• [Stated problem]: Copy the part of the court opinion that begins with "JUDGMENT OF THE" and ends with "GREENE, J., join.", putting "REVERSED" in place of "AFFIRMED".

While lawyers and judges occasionally state that a "not guilty agreed statement of facts" is distinguishable from an "actual" trial, this Court has made it clear that "[a] defendant's agreement to proceed on an agreed statement of facts is essentially a trial by stipulation, at which generally no live witnesses are called." Atkinson v. State, 331 Md. 199, 203 n. 3, 627 A.2d 1019, 1021 n. 3 (1993).

Petitioner does not argue that his waiver was the product of duress or coercion. For reasons stated in State v. Bell, supra, and State v. Hall, supra, the circuit court was not required to advise the petitioner as to either the "unanimity" requirement or the jury selection process. Because the record does show that Petitioner had been a criminal defendant in a jury trial presided over by the very same circuit court judge who presided over the case at bar, Petitioner's jury trial experience distinguishes him from defendants who "may have some prior unspecified experience with the criminal justice system[.]" Tibbs v. State, 323 Md. 28, 32, 590 A.2d 550 (1991). Petitioner's knowledge of his jury trial right is hardly "unspecified." He was the criminal defendant in at least one case that was tried before a jury. While it is true that the "some knowledge" requirement includes an on-the-record showing that the defendant knows that (1) a criminal defendant is presumed to be innocent and cannot be convicted unless the trier of fact is persuaded beyond a reasonable doubt of the defendant's guilt, and (2) if the defendant did not waive a jury trial, his or her case would be tried by a jury of twelve persons, it is clear that the requirement was satisfied in the case at bar because it is unreasonable to hypothesize that Petitioner — having elected a jury trial when facing criminal charges on at last one prior occasion — does not know either the prosecution's burden of persuasion or the number of persons who would be on the jury.

JUDGMENT OF THE COURT OF SPECIAL APPEALS AFFIRMED; PETITIONER TO PAY THE COSTS.

BELL, C.J., BATTAGLIA and GREENE, JJ., Dissent.

BATTAGLIA, J., which BELL, C.J. and GREENE, J., join.


In the present case, Petitioner, Kevin Walker, was charged with possession of a forged document. He was convicted in a bench trial after proceeding on a not guilty agreed statement of facts. Walker noted an appeal to the Court of Special Appeals, arguing that the Circuit Court erred in failing to conduct an examination, on the record, as to whether his waiver of a jury trial was made knowingly and voluntarily, in compliance with the requirements of Maryland Rule 4-246(b), which, prior to amendments taking effect on January 1, 2008, summarized the constitutional requirements as well as the procedure a circuit court must follow in accepting a waiver of a jury trial:

(a) Generally. In the circuit court a defendant having a right to trial by jury shall be tried by a jury unless the right is waived pursuant to section (b) of this Rule. If the waiver is accepted by the court, the State may no t elect a trial by jury.

• [Extracted entries]:

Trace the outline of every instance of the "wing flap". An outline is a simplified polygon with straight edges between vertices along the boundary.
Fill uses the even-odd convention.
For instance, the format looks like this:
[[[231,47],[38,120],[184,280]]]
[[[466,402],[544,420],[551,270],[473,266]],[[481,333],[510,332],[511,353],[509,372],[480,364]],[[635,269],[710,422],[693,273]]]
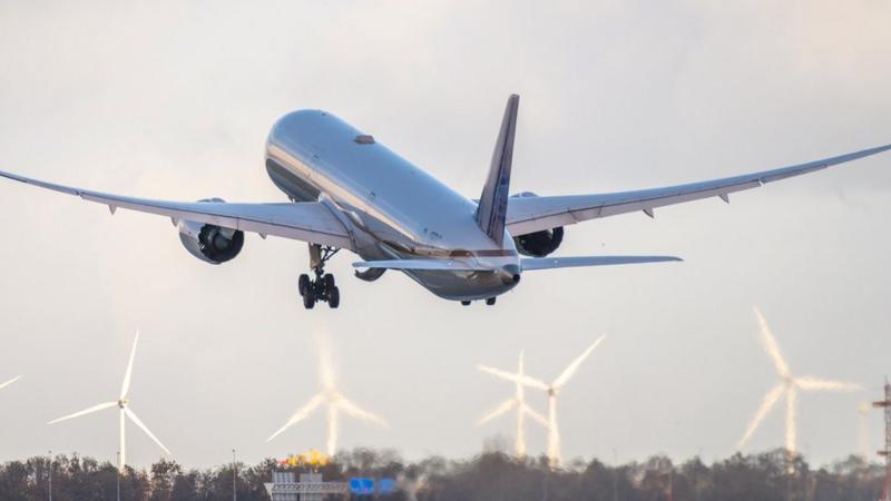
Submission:
[[[536,269],[574,268],[579,266],[613,266],[623,264],[665,263],[684,261],[675,256],[576,256],[576,257],[526,257],[520,259],[523,272]]]
[[[126,208],[147,214],[167,216],[258,233],[275,235],[314,244],[352,249],[352,238],[343,224],[324,204],[319,202],[228,204],[222,202],[167,202],[135,198],[46,183],[16,174],[0,171],[0,177],[18,180],[40,188],[76,195],[107,205],[114,213]]]
[[[420,269],[430,272],[491,272],[492,268],[456,259],[382,259],[353,263],[354,268]]]
[[[703,183],[668,186],[611,194],[570,195],[552,197],[512,197],[508,202],[508,229],[513,235],[571,225],[598,217],[645,210],[652,214],[655,207],[683,204],[703,198],[721,197],[744,189],[757,188],[765,183],[801,176],[826,167],[843,164],[891,149],[891,145],[864,149],[816,161],[763,170],[742,176],[714,179]]]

• [Finished task]:
JUDGMENT OF THE COURT OF SPECIAL APPEALS REVERSED; PETITIONER TO PAY THE COSTS.

BELL, C.J., BATTAGLIA and GREENE, JJ., Dissent.

BATTAGLIA, J., which BELL, C.J. and GREENE, J., join.